>>>>

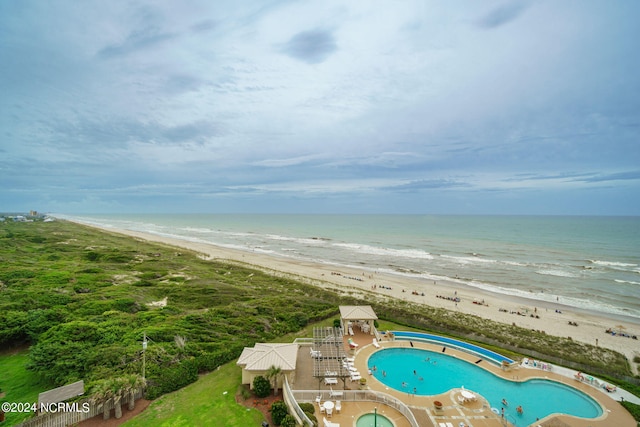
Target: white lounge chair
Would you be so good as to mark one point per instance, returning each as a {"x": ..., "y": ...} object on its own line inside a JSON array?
[
  {"x": 335, "y": 393},
  {"x": 328, "y": 423}
]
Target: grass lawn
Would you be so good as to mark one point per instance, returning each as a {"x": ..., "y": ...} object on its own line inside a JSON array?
[
  {"x": 204, "y": 402},
  {"x": 19, "y": 384},
  {"x": 208, "y": 401}
]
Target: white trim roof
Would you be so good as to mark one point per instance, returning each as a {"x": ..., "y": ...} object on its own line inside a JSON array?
[
  {"x": 262, "y": 356},
  {"x": 357, "y": 312}
]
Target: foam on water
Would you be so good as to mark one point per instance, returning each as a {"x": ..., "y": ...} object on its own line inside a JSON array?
[{"x": 585, "y": 262}]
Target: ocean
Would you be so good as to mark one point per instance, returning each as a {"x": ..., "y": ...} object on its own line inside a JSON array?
[{"x": 590, "y": 263}]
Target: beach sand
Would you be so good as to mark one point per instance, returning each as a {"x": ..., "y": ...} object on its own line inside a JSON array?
[{"x": 498, "y": 307}]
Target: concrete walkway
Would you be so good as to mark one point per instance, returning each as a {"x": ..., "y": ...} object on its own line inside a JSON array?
[{"x": 619, "y": 395}]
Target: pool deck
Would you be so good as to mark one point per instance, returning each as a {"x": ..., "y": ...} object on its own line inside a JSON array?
[{"x": 474, "y": 414}]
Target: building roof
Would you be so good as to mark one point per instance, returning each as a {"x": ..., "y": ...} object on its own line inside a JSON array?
[
  {"x": 262, "y": 356},
  {"x": 357, "y": 312}
]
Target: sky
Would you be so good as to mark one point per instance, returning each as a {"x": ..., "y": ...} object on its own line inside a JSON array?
[{"x": 438, "y": 107}]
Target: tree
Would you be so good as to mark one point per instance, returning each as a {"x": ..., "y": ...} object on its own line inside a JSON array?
[
  {"x": 273, "y": 374},
  {"x": 261, "y": 386},
  {"x": 288, "y": 421},
  {"x": 278, "y": 411}
]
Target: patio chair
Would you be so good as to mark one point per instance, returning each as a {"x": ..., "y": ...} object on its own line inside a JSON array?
[{"x": 335, "y": 393}]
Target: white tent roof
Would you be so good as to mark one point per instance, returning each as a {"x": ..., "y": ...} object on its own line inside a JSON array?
[
  {"x": 262, "y": 356},
  {"x": 357, "y": 312}
]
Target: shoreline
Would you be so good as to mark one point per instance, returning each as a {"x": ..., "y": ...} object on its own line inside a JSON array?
[{"x": 554, "y": 318}]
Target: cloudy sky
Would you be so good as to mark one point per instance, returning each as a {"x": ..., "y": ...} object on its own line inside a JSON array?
[{"x": 466, "y": 107}]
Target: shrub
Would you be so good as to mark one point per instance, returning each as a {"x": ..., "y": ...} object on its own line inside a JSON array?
[
  {"x": 261, "y": 386},
  {"x": 307, "y": 407},
  {"x": 278, "y": 412},
  {"x": 167, "y": 379},
  {"x": 288, "y": 421}
]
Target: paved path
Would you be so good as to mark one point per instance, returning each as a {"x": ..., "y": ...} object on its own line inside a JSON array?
[{"x": 619, "y": 394}]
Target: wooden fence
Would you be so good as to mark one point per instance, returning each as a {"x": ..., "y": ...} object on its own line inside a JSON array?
[{"x": 86, "y": 409}]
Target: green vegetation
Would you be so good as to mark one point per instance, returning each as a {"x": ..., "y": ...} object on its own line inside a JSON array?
[
  {"x": 85, "y": 299},
  {"x": 20, "y": 385},
  {"x": 261, "y": 386},
  {"x": 209, "y": 401},
  {"x": 278, "y": 410}
]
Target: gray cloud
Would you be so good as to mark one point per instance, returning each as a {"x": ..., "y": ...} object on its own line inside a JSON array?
[
  {"x": 430, "y": 184},
  {"x": 620, "y": 176},
  {"x": 312, "y": 47},
  {"x": 136, "y": 41},
  {"x": 502, "y": 15}
]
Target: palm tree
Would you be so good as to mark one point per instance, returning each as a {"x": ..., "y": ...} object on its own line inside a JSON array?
[{"x": 273, "y": 373}]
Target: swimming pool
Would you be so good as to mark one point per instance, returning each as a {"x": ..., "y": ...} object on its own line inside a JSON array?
[
  {"x": 367, "y": 420},
  {"x": 425, "y": 372},
  {"x": 480, "y": 351}
]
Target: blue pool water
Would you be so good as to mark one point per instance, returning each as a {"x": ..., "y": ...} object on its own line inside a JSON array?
[
  {"x": 480, "y": 351},
  {"x": 437, "y": 373},
  {"x": 367, "y": 420}
]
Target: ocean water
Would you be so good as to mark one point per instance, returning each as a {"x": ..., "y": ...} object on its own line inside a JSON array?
[{"x": 589, "y": 263}]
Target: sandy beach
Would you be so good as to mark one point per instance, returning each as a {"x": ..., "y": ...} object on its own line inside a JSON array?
[{"x": 554, "y": 319}]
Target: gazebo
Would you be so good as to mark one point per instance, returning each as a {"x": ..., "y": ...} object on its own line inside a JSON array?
[
  {"x": 361, "y": 316},
  {"x": 259, "y": 359}
]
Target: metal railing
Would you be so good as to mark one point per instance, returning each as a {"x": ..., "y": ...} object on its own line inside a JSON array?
[
  {"x": 355, "y": 396},
  {"x": 289, "y": 398}
]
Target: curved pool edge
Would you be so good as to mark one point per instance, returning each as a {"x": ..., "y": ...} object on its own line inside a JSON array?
[{"x": 612, "y": 411}]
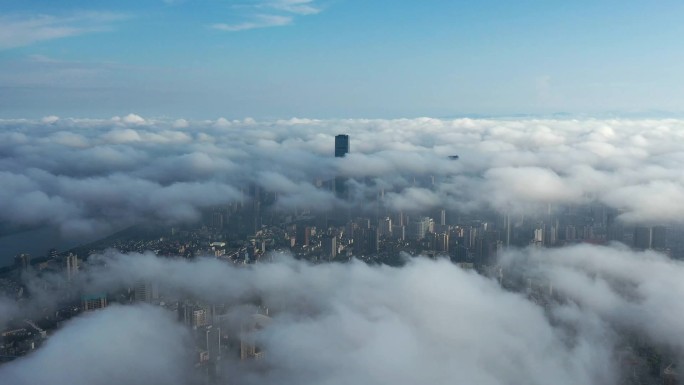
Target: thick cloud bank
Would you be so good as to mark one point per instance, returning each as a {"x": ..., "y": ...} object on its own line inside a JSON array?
[
  {"x": 85, "y": 175},
  {"x": 118, "y": 345},
  {"x": 429, "y": 321}
]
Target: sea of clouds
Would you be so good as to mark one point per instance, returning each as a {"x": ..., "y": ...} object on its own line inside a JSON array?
[{"x": 426, "y": 322}]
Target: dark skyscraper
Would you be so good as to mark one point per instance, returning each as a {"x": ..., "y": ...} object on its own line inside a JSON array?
[{"x": 341, "y": 145}]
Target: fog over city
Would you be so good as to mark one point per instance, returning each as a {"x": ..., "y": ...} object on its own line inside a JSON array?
[
  {"x": 88, "y": 175},
  {"x": 339, "y": 323}
]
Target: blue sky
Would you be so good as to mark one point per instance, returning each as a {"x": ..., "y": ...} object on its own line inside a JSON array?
[{"x": 339, "y": 58}]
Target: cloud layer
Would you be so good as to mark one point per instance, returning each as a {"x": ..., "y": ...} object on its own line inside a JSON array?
[
  {"x": 355, "y": 323},
  {"x": 87, "y": 175}
]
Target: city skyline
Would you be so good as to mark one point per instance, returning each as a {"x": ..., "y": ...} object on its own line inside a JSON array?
[{"x": 304, "y": 192}]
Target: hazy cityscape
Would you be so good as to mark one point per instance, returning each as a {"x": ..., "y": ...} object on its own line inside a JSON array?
[{"x": 309, "y": 192}]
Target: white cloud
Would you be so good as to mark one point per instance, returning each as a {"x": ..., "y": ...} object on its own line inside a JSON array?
[
  {"x": 511, "y": 165},
  {"x": 258, "y": 21},
  {"x": 20, "y": 30},
  {"x": 265, "y": 14}
]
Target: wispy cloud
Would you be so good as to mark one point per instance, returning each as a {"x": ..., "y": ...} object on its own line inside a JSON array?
[
  {"x": 23, "y": 30},
  {"x": 270, "y": 14},
  {"x": 299, "y": 7},
  {"x": 259, "y": 21}
]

<<<<

» Work to be completed
Everything in the material above from the line that has "Target: thick cloud bank" through the line that has "Target: dark skyscraper" must be duplicated exactly, with no other lines given.

» Answer area
Target: thick cloud bank
Would you be so good as to mark one point per instance, returning each as a {"x": ..., "y": ...} object on its own line inside a JSON array?
[
  {"x": 85, "y": 175},
  {"x": 118, "y": 345},
  {"x": 429, "y": 321}
]
Target: sea of clouds
Would you be so good as to mark one point per instance, returning each as a {"x": ..., "y": ...} object on its own line inside a JSON array?
[{"x": 426, "y": 322}]
Target: dark skyscraper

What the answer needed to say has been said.